EXERCISE REQUIREMENTS ::
Render every line of the records below as a Markdown table with the columns Row and Line, skipping blank lines. Leave the pictures out of the table.

RECORDS FOR THIS TASK ::
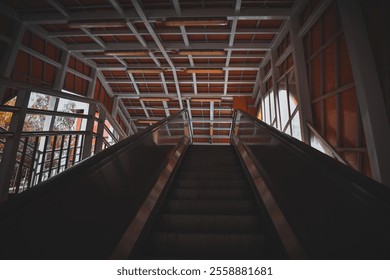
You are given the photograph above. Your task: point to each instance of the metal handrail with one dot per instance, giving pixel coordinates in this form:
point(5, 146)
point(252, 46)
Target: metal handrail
point(364, 185)
point(112, 152)
point(19, 85)
point(328, 146)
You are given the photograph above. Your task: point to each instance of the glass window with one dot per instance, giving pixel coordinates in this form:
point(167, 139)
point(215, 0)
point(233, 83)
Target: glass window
point(284, 115)
point(296, 127)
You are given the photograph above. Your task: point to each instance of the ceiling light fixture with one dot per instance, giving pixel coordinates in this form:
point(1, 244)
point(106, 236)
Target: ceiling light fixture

TASK ANSWER ::
| Row | Line |
|---|---|
| 1 | You are given the photograph above. Your task: point to each instance of the metal handrail with one dot per instance, giving pixel coordinates in this form: |
| 2 | point(5, 146) |
| 3 | point(252, 46) |
| 4 | Target: metal handrail |
| 5 | point(364, 185) |
| 6 | point(112, 152) |
| 7 | point(19, 85) |
| 8 | point(328, 146) |
| 9 | You are given the photograph above. Your task: point to each instance of the glass window with one dot per instance, giving pixel coordinates in this form: |
| 10 | point(167, 139) |
| 11 | point(215, 0) |
| 12 | point(233, 83) |
| 13 | Target: glass window |
| 14 | point(284, 115) |
| 15 | point(296, 127) |
| 16 | You are given the photograph above. Your task: point to each instance of the ceiling light fixture with one dot per instance, giving pixel coordinates in this form: |
| 17 | point(1, 244) |
| 18 | point(106, 236) |
| 19 | Target: ceiling light fixture |